[Region pointing data]
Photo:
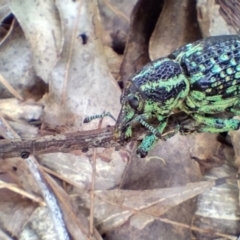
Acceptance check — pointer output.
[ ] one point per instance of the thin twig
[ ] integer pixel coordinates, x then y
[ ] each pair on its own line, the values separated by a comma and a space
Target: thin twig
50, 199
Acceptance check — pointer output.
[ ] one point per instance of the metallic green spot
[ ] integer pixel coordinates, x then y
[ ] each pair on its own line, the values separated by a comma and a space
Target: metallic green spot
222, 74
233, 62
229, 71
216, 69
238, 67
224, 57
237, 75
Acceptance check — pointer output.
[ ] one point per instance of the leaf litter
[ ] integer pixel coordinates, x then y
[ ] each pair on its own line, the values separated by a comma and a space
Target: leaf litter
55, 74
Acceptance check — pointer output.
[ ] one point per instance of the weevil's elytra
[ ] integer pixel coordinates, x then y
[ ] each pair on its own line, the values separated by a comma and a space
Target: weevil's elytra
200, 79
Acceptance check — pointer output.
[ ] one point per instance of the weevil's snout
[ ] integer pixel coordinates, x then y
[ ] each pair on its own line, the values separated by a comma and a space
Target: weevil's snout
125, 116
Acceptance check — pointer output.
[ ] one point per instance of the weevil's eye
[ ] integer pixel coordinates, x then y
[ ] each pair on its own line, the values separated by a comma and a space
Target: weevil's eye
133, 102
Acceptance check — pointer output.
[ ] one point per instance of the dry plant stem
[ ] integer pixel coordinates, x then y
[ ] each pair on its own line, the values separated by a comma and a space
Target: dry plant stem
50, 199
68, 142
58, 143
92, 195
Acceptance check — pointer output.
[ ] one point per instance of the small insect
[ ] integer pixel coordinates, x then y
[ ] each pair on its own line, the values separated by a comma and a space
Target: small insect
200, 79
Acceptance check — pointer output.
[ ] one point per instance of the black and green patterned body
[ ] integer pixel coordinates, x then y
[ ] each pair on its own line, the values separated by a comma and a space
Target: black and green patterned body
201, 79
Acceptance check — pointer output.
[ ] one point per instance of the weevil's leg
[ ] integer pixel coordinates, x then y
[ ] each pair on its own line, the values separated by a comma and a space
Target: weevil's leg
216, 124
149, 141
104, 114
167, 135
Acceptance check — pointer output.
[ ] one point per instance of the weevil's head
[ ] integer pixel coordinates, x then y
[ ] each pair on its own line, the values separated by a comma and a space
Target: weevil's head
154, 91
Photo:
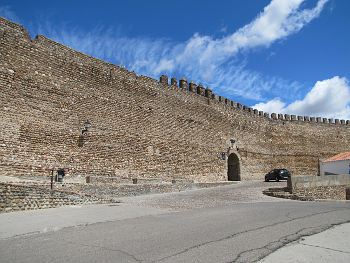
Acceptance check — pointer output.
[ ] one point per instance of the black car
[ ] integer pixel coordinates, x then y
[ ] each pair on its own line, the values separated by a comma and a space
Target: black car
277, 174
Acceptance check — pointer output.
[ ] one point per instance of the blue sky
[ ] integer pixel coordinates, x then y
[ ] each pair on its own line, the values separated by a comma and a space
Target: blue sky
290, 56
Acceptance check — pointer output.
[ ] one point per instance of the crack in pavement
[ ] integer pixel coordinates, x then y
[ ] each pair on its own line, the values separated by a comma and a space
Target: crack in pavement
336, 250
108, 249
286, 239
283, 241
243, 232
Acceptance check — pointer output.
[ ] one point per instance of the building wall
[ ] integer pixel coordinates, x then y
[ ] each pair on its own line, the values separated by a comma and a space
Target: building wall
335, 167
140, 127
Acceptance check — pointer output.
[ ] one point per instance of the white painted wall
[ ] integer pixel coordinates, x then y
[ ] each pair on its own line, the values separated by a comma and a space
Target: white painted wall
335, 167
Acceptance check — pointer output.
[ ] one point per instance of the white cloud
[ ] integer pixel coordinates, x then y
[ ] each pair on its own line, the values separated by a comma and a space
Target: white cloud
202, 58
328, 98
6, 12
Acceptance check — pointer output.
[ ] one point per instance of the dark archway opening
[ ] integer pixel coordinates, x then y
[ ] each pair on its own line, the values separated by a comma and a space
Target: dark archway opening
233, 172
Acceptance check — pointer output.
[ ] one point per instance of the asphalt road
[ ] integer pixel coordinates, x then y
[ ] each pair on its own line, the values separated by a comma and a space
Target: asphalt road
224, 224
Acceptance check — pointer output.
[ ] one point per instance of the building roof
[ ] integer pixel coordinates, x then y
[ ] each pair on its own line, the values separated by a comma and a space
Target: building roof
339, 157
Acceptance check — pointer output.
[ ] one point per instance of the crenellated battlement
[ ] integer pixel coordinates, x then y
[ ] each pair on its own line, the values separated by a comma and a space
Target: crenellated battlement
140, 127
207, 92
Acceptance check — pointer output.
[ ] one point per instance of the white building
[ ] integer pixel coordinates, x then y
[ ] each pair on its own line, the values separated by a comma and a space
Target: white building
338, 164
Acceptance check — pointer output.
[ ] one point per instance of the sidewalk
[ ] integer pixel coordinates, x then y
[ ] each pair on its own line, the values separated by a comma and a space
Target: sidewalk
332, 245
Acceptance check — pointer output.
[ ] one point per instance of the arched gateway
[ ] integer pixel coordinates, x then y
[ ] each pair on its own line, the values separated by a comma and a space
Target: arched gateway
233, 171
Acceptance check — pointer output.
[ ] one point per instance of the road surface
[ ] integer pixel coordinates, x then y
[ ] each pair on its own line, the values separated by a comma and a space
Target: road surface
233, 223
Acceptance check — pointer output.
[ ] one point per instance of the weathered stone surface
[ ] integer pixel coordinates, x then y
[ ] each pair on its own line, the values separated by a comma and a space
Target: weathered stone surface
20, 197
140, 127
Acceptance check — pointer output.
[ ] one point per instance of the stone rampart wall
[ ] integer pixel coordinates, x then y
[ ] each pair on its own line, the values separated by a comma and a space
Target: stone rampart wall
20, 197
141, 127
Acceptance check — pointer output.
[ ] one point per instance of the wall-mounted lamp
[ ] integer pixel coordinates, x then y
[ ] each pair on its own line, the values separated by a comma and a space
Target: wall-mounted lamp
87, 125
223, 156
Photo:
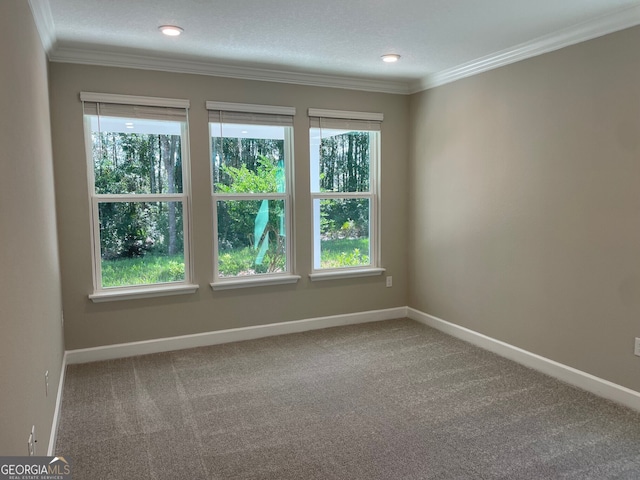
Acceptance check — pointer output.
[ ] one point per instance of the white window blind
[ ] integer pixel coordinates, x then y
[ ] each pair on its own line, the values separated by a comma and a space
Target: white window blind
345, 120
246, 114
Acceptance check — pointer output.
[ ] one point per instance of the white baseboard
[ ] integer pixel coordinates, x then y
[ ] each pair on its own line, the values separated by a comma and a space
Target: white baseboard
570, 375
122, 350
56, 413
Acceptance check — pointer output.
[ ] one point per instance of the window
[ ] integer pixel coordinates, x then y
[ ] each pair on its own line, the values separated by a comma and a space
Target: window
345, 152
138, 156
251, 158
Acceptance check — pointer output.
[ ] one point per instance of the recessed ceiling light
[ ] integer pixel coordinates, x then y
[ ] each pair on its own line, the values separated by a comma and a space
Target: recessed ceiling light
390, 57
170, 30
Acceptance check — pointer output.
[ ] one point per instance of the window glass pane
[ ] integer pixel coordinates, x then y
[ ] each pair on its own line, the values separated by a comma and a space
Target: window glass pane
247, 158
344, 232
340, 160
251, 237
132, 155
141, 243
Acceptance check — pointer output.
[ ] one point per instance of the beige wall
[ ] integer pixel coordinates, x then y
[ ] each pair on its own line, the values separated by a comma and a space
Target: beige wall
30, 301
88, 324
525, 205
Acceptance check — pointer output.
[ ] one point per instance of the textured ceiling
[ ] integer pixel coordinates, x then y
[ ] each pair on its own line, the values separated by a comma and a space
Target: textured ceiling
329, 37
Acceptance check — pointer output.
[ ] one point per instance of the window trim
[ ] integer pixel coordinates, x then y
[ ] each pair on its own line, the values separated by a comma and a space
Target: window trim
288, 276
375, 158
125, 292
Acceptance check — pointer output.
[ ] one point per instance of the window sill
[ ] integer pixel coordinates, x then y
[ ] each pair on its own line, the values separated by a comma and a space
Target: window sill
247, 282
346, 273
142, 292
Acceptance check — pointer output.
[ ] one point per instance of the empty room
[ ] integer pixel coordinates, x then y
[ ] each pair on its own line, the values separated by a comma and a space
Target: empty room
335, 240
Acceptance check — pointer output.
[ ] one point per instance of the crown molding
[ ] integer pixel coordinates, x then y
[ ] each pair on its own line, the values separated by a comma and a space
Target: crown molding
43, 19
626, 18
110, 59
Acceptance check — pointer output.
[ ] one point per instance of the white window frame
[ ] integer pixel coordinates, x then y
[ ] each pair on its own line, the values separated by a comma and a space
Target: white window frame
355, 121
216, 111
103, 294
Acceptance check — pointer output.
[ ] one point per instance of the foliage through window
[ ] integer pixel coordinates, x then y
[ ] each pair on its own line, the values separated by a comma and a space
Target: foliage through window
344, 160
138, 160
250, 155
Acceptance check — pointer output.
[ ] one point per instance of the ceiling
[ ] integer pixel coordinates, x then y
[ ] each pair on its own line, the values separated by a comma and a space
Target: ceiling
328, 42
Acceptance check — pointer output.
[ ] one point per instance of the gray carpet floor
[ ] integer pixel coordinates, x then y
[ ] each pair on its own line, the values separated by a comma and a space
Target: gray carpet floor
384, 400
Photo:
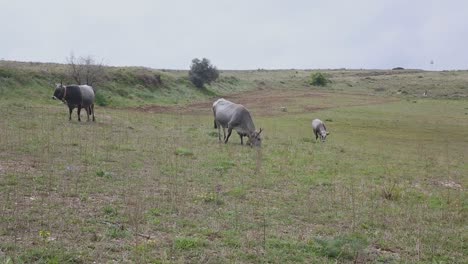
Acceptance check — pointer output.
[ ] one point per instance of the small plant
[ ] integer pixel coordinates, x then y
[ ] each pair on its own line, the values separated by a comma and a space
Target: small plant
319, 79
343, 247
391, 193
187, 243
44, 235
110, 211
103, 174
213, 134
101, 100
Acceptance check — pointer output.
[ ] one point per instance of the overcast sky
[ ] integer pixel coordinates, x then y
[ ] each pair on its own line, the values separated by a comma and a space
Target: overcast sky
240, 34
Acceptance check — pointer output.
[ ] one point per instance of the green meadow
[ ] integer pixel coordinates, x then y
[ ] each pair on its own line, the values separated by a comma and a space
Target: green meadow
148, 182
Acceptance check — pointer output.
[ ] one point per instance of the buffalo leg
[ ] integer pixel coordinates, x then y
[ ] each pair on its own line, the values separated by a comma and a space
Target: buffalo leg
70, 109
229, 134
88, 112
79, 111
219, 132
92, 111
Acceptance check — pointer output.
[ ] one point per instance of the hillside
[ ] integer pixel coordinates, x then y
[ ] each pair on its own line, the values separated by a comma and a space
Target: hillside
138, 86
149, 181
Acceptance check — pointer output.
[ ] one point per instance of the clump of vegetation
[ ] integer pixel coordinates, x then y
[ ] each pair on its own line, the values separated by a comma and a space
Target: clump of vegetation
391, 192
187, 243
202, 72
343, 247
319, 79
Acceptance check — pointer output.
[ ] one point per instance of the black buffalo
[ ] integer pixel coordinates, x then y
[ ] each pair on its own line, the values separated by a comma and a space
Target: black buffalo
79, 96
* * *
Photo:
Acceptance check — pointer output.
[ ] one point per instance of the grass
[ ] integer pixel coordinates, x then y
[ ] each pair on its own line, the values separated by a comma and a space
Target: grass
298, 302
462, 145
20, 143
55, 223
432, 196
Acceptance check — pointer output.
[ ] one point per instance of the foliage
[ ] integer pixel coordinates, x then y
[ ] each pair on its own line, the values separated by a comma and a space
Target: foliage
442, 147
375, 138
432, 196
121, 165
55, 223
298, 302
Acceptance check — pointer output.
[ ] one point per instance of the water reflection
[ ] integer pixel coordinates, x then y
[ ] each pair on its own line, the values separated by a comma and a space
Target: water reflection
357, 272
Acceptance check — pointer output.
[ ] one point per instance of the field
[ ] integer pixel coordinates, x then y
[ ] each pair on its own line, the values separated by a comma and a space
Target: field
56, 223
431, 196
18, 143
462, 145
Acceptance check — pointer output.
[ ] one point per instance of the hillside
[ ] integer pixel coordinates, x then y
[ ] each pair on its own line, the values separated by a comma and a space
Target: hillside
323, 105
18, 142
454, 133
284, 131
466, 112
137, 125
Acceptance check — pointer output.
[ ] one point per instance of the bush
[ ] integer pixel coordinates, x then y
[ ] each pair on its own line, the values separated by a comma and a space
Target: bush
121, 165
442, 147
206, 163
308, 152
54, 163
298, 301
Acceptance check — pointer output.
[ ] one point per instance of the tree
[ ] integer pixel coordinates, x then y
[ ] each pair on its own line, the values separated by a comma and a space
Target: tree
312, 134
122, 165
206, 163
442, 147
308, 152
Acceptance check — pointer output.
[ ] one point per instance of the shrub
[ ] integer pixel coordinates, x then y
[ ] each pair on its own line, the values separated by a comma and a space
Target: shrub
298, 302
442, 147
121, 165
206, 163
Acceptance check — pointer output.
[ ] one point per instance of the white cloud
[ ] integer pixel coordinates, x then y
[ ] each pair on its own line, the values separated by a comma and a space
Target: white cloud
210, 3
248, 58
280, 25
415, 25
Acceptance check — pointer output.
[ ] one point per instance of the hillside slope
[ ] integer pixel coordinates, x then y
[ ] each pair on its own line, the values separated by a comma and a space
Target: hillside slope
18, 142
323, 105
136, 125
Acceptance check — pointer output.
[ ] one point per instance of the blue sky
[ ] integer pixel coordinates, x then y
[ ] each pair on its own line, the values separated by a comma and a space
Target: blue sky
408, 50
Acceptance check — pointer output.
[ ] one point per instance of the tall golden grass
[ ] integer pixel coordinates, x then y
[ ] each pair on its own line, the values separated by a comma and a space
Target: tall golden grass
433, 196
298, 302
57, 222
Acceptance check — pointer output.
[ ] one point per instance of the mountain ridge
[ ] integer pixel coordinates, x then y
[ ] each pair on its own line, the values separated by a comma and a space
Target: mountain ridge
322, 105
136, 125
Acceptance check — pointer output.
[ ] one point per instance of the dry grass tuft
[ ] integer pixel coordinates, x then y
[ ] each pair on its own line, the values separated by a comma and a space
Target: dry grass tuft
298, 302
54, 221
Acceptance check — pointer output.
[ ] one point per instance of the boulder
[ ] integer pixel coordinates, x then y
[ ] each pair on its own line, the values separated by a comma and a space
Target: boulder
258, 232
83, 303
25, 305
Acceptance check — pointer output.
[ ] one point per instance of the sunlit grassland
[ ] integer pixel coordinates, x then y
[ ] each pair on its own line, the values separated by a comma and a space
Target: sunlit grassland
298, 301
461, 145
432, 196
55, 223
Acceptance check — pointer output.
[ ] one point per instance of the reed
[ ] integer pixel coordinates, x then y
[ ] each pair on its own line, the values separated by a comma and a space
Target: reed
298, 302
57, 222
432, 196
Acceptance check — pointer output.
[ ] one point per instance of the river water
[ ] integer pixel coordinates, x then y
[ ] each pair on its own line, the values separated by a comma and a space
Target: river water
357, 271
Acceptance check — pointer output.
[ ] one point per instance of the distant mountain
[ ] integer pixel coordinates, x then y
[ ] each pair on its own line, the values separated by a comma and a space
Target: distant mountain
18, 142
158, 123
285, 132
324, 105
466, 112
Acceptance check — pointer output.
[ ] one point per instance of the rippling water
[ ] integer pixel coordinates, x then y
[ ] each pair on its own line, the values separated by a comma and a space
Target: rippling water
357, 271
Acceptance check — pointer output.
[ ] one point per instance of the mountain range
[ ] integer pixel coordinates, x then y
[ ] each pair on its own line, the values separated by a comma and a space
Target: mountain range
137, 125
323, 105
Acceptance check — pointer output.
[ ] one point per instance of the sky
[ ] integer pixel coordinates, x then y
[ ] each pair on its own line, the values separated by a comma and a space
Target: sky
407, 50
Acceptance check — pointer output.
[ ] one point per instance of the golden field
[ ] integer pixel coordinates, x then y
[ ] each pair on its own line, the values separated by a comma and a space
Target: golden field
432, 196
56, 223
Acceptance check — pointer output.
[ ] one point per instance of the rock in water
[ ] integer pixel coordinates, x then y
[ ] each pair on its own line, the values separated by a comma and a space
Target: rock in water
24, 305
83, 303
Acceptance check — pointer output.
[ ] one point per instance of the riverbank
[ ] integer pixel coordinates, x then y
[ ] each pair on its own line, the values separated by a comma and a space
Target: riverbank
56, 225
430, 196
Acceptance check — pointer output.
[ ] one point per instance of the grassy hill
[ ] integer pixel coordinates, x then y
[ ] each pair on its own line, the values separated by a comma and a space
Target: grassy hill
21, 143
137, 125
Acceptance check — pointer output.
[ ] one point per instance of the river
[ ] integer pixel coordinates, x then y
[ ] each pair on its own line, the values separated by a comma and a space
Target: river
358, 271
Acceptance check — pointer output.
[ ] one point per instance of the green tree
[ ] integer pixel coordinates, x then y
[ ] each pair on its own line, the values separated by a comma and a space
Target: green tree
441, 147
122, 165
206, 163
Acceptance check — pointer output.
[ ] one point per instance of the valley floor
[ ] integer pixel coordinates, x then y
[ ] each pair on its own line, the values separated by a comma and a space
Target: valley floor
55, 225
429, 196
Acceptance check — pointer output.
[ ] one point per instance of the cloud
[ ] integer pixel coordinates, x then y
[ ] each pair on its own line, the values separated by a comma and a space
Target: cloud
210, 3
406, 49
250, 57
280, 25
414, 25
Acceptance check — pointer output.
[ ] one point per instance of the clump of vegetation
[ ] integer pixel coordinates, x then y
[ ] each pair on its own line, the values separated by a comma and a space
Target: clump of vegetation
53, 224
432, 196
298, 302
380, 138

▸ **Directions for this task**
Please give an exact copy of the lines above, beginning with the line containing "[ ] one point per instance of the rock" and running through the line containing "[ ] one point per instance of the riverbank", and of no other lines.

▸ **Response for this exercise**
[ ] one point per instance of the rock in water
[ ] integer pixel coordinates, x then y
[ ] each pair on its own line, the values separated by a comma and a space
Target: rock in water
24, 305
83, 303
Acceptance check — pointer output.
[ ] one point per instance of the riverbank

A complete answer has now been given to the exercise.